Task instructions
Could you write out the material below word for word, from its very start through the line that contains "<point>41,47</point>", with both of those lines included?

# # # #

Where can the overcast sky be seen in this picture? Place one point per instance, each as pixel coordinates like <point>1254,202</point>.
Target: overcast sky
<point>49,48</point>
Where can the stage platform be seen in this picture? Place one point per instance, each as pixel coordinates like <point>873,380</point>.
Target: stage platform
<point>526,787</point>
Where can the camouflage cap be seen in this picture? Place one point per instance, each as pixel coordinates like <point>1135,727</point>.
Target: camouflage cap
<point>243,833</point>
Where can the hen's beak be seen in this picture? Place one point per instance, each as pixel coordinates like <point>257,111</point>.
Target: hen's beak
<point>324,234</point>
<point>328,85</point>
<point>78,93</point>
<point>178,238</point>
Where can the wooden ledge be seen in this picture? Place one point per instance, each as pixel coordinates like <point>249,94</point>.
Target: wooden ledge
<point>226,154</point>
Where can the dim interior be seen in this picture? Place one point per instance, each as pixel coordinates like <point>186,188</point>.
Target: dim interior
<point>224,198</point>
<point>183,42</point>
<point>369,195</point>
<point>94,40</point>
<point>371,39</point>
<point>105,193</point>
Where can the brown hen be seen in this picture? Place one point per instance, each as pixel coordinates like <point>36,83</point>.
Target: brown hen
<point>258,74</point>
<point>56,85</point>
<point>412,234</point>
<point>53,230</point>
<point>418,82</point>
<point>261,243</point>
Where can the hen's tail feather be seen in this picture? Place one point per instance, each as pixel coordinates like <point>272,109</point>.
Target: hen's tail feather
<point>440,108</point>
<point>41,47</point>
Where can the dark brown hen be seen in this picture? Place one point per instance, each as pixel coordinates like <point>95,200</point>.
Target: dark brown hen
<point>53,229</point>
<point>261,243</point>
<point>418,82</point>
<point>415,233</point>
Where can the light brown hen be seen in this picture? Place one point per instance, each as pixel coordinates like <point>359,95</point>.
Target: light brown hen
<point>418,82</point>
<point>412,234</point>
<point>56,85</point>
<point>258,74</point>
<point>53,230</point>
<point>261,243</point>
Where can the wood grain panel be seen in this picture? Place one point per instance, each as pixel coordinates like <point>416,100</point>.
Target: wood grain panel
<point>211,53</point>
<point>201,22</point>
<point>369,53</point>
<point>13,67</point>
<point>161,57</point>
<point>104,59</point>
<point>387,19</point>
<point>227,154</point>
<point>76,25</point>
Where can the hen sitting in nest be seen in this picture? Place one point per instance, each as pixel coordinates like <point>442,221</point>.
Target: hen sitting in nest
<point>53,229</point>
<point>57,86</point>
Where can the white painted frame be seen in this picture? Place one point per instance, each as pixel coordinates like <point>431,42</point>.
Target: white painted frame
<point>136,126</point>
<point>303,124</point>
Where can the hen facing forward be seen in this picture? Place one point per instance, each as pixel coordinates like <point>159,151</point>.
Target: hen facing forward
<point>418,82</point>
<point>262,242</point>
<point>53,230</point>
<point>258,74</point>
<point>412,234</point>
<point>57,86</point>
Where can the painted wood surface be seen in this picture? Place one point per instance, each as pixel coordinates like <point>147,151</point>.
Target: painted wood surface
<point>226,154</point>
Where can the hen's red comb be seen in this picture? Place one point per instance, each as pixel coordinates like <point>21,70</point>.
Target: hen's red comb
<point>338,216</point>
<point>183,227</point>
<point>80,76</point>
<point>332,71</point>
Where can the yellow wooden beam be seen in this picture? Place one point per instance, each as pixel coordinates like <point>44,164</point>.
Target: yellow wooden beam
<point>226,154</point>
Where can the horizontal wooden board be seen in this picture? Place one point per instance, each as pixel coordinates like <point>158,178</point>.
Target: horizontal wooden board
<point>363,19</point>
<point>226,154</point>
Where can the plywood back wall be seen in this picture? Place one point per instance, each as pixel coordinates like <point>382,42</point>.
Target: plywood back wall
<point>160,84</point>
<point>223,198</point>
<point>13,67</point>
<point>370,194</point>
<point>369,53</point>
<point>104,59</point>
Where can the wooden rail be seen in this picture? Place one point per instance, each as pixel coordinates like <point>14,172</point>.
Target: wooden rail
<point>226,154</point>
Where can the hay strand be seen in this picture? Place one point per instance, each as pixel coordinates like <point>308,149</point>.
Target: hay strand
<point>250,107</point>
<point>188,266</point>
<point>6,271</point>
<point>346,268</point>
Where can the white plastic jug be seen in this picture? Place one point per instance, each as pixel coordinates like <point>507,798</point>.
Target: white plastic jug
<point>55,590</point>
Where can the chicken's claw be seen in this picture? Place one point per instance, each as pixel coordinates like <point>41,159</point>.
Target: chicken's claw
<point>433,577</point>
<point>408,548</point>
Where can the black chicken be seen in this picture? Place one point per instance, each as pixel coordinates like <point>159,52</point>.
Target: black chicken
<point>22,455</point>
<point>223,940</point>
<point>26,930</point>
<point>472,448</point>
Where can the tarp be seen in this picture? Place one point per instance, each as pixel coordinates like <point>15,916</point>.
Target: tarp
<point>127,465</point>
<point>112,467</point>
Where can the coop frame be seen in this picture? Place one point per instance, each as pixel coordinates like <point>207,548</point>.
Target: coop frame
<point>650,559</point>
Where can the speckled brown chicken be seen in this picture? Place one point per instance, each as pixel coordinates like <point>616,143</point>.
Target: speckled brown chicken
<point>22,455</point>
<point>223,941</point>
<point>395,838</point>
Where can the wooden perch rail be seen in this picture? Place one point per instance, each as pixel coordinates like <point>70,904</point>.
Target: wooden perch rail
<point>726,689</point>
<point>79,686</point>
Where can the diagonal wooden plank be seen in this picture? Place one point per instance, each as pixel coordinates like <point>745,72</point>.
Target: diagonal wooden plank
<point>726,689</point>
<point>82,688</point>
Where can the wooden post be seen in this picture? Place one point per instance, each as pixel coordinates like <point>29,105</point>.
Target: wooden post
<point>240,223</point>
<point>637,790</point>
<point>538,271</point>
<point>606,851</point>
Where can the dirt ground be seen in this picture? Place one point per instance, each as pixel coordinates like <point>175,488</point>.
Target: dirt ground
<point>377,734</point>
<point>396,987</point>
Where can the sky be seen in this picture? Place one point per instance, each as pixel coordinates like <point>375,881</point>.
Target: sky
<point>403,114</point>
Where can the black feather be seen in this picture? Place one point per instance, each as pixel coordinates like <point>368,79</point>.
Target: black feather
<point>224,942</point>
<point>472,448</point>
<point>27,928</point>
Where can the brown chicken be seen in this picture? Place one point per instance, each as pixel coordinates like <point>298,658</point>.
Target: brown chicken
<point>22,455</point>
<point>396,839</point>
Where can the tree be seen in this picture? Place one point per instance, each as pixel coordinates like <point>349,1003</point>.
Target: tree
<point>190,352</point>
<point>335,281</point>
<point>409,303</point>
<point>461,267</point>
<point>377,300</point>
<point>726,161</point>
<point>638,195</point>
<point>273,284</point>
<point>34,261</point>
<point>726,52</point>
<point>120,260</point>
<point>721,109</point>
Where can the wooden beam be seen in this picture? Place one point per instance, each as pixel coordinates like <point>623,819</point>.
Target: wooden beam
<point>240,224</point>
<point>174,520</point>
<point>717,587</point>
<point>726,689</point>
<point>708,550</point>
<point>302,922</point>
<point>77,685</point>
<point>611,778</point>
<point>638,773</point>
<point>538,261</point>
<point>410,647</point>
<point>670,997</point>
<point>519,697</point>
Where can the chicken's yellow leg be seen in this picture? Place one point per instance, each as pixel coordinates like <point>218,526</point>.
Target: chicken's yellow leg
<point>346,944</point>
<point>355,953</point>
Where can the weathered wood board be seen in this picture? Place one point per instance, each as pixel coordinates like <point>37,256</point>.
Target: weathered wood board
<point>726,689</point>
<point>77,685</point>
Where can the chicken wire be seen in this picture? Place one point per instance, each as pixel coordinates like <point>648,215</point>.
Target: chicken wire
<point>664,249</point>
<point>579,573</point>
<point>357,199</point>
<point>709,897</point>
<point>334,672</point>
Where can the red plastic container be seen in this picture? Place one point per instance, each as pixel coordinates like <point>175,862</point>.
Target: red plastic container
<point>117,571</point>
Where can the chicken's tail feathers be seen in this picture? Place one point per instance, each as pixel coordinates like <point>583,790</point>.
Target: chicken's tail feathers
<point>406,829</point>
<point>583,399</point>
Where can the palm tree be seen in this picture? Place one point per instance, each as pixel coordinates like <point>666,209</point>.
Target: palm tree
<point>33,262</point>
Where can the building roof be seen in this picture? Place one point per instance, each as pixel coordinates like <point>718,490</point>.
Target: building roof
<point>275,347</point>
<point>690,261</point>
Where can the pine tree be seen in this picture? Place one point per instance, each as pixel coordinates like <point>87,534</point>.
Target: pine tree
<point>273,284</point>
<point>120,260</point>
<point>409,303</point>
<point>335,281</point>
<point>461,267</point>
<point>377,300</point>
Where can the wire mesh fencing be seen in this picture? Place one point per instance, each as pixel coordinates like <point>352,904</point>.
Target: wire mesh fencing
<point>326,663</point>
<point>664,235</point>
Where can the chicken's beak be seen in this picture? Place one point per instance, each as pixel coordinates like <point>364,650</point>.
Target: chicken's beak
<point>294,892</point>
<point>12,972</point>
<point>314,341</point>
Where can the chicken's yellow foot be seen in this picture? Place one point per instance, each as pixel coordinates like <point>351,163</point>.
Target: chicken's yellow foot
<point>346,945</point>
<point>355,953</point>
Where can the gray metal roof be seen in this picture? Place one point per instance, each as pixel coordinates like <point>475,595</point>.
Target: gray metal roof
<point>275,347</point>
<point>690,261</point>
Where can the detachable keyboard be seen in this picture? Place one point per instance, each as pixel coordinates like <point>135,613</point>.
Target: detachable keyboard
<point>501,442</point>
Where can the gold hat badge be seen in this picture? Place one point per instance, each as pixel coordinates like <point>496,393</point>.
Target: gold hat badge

# # # #

Reply to the exercise
Where can the overcast sky be seen in this picture? Place one point per instance, each as pixel coordinates like <point>1254,202</point>.
Target: overcast sky
<point>49,48</point>
Where can the stage platform be seen in this picture? Place one point per instance, each as pixel coordinates like <point>873,380</point>.
Target: stage platform
<point>526,787</point>
Where can the camouflage cap be seen in this picture? Place one point per instance, each as pixel coordinates like <point>1135,727</point>.
Target: camouflage cap
<point>243,833</point>
Where can the hen's beak be seen in this picture? Place one point per instance, each as pixel coordinates like <point>257,111</point>.
Target: hen's beak
<point>324,234</point>
<point>328,85</point>
<point>78,93</point>
<point>178,238</point>
Where can the wooden ledge be seen in this picture? Place one point per instance, each as pixel coordinates like <point>249,94</point>.
Target: wooden ledge
<point>226,154</point>
Where can the dim interior be seen in this picture? Place one point per instance, each as pixel coordinates like <point>186,188</point>.
Target: dim interior
<point>224,198</point>
<point>183,42</point>
<point>369,195</point>
<point>94,40</point>
<point>371,39</point>
<point>105,193</point>
Where can the brown hen be seen in this picture? Place one point per instance, each as pixel coordinates like <point>36,83</point>.
Target: brown hen
<point>258,74</point>
<point>56,85</point>
<point>412,234</point>
<point>53,230</point>
<point>418,82</point>
<point>261,243</point>
Where can the hen's tail feather be seen in this picture? Place one point per instance, each as pixel coordinates like <point>272,109</point>.
Target: hen's tail feather
<point>440,108</point>
<point>41,47</point>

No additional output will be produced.